— begin —

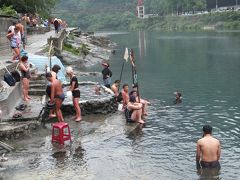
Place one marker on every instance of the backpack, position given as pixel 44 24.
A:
pixel 15 74
pixel 8 78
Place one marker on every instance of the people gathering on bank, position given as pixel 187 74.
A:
pixel 133 107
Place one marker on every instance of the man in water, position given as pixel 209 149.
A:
pixel 178 97
pixel 208 150
pixel 125 95
pixel 107 74
pixel 57 95
pixel 114 88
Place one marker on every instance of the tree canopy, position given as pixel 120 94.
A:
pixel 42 7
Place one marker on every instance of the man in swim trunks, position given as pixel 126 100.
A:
pixel 125 95
pixel 133 111
pixel 208 150
pixel 57 95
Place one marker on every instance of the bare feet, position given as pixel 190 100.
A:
pixel 52 116
pixel 78 119
pixel 141 122
pixel 29 97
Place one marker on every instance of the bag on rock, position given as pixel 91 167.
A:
pixel 8 78
pixel 16 76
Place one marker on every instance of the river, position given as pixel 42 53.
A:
pixel 204 67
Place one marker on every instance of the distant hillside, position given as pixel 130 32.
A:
pixel 95 15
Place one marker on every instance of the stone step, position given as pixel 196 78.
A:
pixel 37 86
pixel 37 92
pixel 35 81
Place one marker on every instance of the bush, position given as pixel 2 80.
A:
pixel 8 10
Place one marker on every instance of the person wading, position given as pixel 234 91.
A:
pixel 24 68
pixel 208 150
pixel 15 41
pixel 57 95
pixel 75 92
pixel 107 74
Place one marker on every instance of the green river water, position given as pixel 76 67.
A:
pixel 204 67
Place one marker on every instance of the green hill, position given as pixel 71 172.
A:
pixel 95 15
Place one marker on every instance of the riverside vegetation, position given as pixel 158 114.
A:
pixel 120 15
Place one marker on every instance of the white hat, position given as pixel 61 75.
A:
pixel 69 70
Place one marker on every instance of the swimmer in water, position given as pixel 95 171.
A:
pixel 178 97
pixel 208 150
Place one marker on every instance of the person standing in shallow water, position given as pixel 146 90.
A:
pixel 208 150
pixel 24 68
pixel 107 74
pixel 75 92
pixel 57 96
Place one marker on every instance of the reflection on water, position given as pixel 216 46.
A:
pixel 205 68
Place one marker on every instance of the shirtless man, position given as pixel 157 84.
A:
pixel 133 111
pixel 114 87
pixel 125 95
pixel 208 150
pixel 142 101
pixel 57 95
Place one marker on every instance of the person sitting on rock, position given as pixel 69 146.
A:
pixel 142 101
pixel 133 111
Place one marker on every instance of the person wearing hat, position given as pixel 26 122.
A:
pixel 75 92
pixel 107 74
pixel 133 111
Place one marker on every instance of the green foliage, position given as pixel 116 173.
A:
pixel 71 49
pixel 82 50
pixel 42 7
pixel 8 10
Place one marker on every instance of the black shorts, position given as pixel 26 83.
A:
pixel 214 164
pixel 76 93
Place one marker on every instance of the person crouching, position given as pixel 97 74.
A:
pixel 133 111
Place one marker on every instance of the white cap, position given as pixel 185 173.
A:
pixel 69 70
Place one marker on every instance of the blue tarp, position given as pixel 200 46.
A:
pixel 41 61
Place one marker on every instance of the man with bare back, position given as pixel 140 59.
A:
pixel 208 150
pixel 57 95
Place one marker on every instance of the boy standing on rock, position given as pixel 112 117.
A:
pixel 57 95
pixel 107 74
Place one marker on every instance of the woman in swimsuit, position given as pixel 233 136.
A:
pixel 25 73
pixel 133 111
pixel 15 42
pixel 75 92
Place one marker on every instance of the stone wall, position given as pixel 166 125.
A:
pixel 5 22
pixel 58 40
pixel 98 106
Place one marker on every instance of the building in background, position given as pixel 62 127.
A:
pixel 140 9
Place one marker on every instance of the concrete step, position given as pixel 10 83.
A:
pixel 37 86
pixel 37 92
pixel 36 81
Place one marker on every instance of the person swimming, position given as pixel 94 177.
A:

— end —

## [AIM OF THE TASK]
Leave out the pictures and print every line of the data exactly.

## [EXPECTED ANSWER]
Place one marker on every instance of the backpack, position given as pixel 44 24.
A:
pixel 15 74
pixel 8 78
Place one marker on every instance of the people gathering on bank, position given as pixel 187 74.
A:
pixel 133 107
Place one marker on every instance of the man in water, position given as pixel 209 149.
A:
pixel 178 97
pixel 208 150
pixel 125 95
pixel 107 74
pixel 57 95
pixel 114 88
Place one marker on every instance of the tree canopy, position given as pixel 120 94.
A:
pixel 42 7
Place one marker on every instance of the man in swim trunks, position given as pixel 126 100.
A:
pixel 125 95
pixel 133 111
pixel 208 150
pixel 57 95
Place one marker on every instance of the bare feet, position given as pixel 190 100.
A:
pixel 52 116
pixel 78 119
pixel 141 122
pixel 29 97
Place one marker on every instance of the bag on rock, position given as pixel 91 167.
A:
pixel 8 78
pixel 16 76
Place one marker on every instance of the river, position given as pixel 42 53.
A:
pixel 204 67
Place one marker on every instance of the distant hillside, position given as pixel 130 32.
A:
pixel 95 15
Place one marker on every instance of the stone step, position given as pixel 196 78.
A:
pixel 37 86
pixel 37 92
pixel 35 81
Place one marker on every instance of the bush, position given as pixel 2 80.
A:
pixel 8 10
Place one marker on every instance of the person wading, position given as pixel 234 91.
A:
pixel 24 68
pixel 208 150
pixel 15 41
pixel 57 95
pixel 75 92
pixel 107 74
Place one marker on every instance of the green river water, position given as pixel 76 67.
A:
pixel 204 67
Place one marker on every instance of the green hill, position given as pixel 71 172.
A:
pixel 95 15
Place one marker on every instance of the riverside vegetation, position given as pixel 158 114.
A:
pixel 120 15
Place one marker on every instance of the white hat, position given as pixel 61 75.
A:
pixel 69 70
Place one marker on every instance of the swimmer in water, position given as pixel 95 171.
A:
pixel 178 97
pixel 208 150
Place one marker on every instance of the person standing in shallow water, position given as pixel 146 90.
A:
pixel 208 150
pixel 24 68
pixel 107 74
pixel 75 92
pixel 57 96
Place one marker on every instance of the reflection on water, position given as pixel 216 46.
A:
pixel 205 68
Place one marker on every instance of the shirtless man, position given as pixel 157 84.
A:
pixel 133 111
pixel 114 87
pixel 125 95
pixel 208 150
pixel 142 101
pixel 57 95
Place one marker on every instance of the person sitting on rock, position given as pixel 69 146.
A:
pixel 142 101
pixel 133 111
Place one marker on every instance of the person wearing hat, position given as pixel 26 122.
A:
pixel 75 92
pixel 107 74
pixel 133 111
Place one marker on every instance of the green foliage, position given as pixel 116 173.
A:
pixel 71 49
pixel 82 50
pixel 42 7
pixel 8 10
Place one marker on every instance of the black shorts, position given as pixel 26 83.
A:
pixel 214 164
pixel 76 93
Place one marker on every instance of the person crouching, position given as pixel 97 74.
A:
pixel 133 111
Place one marker on every instance of the white cap, position given as pixel 185 173.
A:
pixel 69 70
Place one marker on every instance of the blue tarp, position given as pixel 200 46.
A:
pixel 41 61
Place one marker on every instance of the man with bare back, position given as pixel 140 59.
A:
pixel 208 150
pixel 57 95
Place one marker on every instance of the boy standing on rock, position given as pixel 112 117.
A:
pixel 57 95
pixel 107 74
Place one marker on every instance of the woman in swimsuit, position given as pixel 233 136.
A:
pixel 25 73
pixel 133 111
pixel 15 42
pixel 75 92
Place one marker on every instance of the stone wall, position given as pixel 166 125.
A:
pixel 5 22
pixel 58 40
pixel 98 106
Place one marker on every instance of the building in background, position given as pixel 62 127.
A:
pixel 140 9
Place one marker on every instance of the concrete step, position given as pixel 10 83.
A:
pixel 37 86
pixel 37 92
pixel 36 81
Place one marker on every instance of the person swimming, position given as pixel 94 177.
A:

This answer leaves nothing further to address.